[Extracted data entries]
___
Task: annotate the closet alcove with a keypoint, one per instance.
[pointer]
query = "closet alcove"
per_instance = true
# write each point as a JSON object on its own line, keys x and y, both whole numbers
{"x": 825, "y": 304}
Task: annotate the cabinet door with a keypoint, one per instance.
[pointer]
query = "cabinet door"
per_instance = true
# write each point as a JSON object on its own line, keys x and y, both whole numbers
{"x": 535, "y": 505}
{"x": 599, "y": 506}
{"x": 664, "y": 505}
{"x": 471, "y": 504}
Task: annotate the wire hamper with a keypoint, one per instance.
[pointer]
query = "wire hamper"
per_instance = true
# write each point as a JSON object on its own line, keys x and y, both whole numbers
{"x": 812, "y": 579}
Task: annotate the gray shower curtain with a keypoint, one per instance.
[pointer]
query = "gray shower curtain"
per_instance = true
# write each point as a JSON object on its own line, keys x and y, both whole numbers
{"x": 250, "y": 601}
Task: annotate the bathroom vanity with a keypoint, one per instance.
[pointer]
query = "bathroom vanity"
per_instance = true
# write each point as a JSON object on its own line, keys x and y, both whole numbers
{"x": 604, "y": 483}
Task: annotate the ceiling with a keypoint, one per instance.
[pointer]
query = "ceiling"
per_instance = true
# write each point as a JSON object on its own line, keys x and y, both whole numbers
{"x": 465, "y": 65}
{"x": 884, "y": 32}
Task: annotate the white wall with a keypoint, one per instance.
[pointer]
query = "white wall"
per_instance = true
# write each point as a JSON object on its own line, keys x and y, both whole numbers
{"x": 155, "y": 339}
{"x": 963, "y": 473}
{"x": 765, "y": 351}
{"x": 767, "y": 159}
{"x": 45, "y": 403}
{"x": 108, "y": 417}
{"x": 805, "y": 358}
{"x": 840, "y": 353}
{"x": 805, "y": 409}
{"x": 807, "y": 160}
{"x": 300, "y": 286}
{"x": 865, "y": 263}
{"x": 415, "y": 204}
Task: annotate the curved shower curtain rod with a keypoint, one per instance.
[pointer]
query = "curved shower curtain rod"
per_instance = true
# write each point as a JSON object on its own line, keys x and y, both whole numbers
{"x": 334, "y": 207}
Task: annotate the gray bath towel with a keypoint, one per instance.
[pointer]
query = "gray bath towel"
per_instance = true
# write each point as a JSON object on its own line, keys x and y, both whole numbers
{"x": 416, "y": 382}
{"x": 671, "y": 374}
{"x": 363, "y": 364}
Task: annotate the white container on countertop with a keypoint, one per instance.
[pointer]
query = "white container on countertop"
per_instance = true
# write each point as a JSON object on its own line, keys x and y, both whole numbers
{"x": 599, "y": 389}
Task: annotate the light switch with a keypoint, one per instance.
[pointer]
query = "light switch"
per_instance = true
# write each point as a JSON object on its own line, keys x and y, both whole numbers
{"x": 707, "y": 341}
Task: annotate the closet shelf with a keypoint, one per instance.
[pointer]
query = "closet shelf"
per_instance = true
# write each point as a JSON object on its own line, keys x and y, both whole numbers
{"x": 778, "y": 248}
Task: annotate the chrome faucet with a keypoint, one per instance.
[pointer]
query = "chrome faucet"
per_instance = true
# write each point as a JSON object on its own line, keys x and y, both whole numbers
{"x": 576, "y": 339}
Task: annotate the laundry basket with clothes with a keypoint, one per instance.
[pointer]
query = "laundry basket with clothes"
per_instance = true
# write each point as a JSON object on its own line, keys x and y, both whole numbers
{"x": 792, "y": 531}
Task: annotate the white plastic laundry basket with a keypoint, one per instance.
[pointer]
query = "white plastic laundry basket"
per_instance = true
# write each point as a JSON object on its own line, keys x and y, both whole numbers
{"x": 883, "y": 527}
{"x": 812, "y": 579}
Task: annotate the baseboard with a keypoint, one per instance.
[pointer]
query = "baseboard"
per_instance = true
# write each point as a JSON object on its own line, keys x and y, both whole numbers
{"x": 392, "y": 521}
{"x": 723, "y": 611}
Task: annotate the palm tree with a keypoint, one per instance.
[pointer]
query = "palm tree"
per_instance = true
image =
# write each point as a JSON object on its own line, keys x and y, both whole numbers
___
What is expected: For this task, please set down every entry exactly, with no line left out.

Response to the task:
Task: annotate the closet alcove with a keypoint, one per instance.
[pointer]
query = "closet alcove"
per_instance = true
# write each point as a JSON object on its own line, keys x and y, both whole numbers
{"x": 825, "y": 304}
Task: annotate the cabinet door with a keypoint, one per instance.
[pointer]
query = "cabinet door"
per_instance = true
# write each point as a JSON object on its own line, keys x and y, both whole numbers
{"x": 535, "y": 505}
{"x": 599, "y": 506}
{"x": 664, "y": 505}
{"x": 471, "y": 504}
Task: annotate the wire hamper with a keypoint, one per instance.
[pointer]
query = "wire hamper"
per_instance = true
# write each point as a JSON object on its own line, keys x and y, both whole numbers
{"x": 812, "y": 579}
Task: annotate the gray shower curtain with a keypoint, one per instance.
[pointer]
query = "gray shower curtain"
per_instance = true
# write each point as a JSON object on its own line, keys x and y, both whole numbers
{"x": 250, "y": 601}
Task: annotate the bathroom vanity with a keypoint, one per instance.
[pointer]
query = "bathroom vanity"
per_instance = true
# write each point as a JSON object on its own line, keys x and y, both whole numbers
{"x": 604, "y": 483}
Task: annotate the ceiling with a keypoint, one per instance.
[pointer]
query = "ceiling"
per_instance = true
# write each point as a JSON object on its own line, keys x and y, both whole numbers
{"x": 465, "y": 65}
{"x": 884, "y": 32}
Task: annotate the white wall with a keypoint, one per instance.
[pointer]
query = "white wall"
per_instance = true
# write each point as a JSON object on its own line, keys x and y, both whole numbers
{"x": 155, "y": 339}
{"x": 963, "y": 473}
{"x": 765, "y": 351}
{"x": 767, "y": 159}
{"x": 45, "y": 403}
{"x": 108, "y": 417}
{"x": 805, "y": 358}
{"x": 840, "y": 353}
{"x": 805, "y": 409}
{"x": 807, "y": 160}
{"x": 300, "y": 286}
{"x": 865, "y": 263}
{"x": 415, "y": 204}
Task: annotate the curved shower curtain rod with a keypoint, one per instance.
[pointer]
query = "curved shower curtain rod"
per_instance = true
# write each point as a JSON object on its own line, keys x and y, both whole numbers
{"x": 334, "y": 207}
Task: annotate the gray bath towel with a keypoint, one per instance.
[pointer]
query = "gray bath towel"
per_instance = true
# write each point as a JSON object on its own line, keys x and y, both whole numbers
{"x": 416, "y": 382}
{"x": 671, "y": 374}
{"x": 363, "y": 364}
Task: annotate the white container on countertop with a keypoint, one per instance.
[pointer]
query = "white container on countertop"
per_instance = true
# write each point as a JSON object on its own line, keys x and y, both whole numbers
{"x": 599, "y": 389}
Task: annotate the light switch with a keypoint, one per instance.
[pointer]
query = "light switch"
per_instance = true
# write each point as a JSON object on its own line, keys x and y, both whole numbers
{"x": 707, "y": 341}
Task: annotate the closet shelf with a keypoint, one per instance.
[pointer]
query = "closet shelf"
per_instance = true
# write each point as a JSON object on its own line, keys x and y, both whole numbers
{"x": 778, "y": 248}
Task: annotate the chrome faucet with a keypoint, one per instance.
[pointer]
query = "chrome faucet"
per_instance = true
# write each point as a JSON object on its own line, keys x and y, both whole numbers
{"x": 576, "y": 339}
Task: annotate the laundry basket with clothes with a keypoint, one per instance.
[pointer]
query = "laundry basket with clothes"
per_instance = true
# write each point as a JSON object on its own line, keys x and y, both whole numbers
{"x": 792, "y": 531}
Task: annotate the white plastic laundry basket with a keypoint, one per instance.
[pointer]
query = "white plastic laundry basket"
per_instance = true
# write each point as a JSON object on its own line, keys x and y, both whole numbers
{"x": 883, "y": 527}
{"x": 812, "y": 579}
Task: annotate the baseboard with a keypoint, one per instance.
[pointer]
query = "baseboard"
per_instance = true
# write each point as a JSON object on its own line, keys x and y, both whole numbers
{"x": 392, "y": 521}
{"x": 723, "y": 611}
Task: annotate the palm tree with a keypoint, one per instance.
[pointer]
query = "palm tree"
per_instance = true
image =
# write each point as a JSON object on its own line, keys x and y, both whole numbers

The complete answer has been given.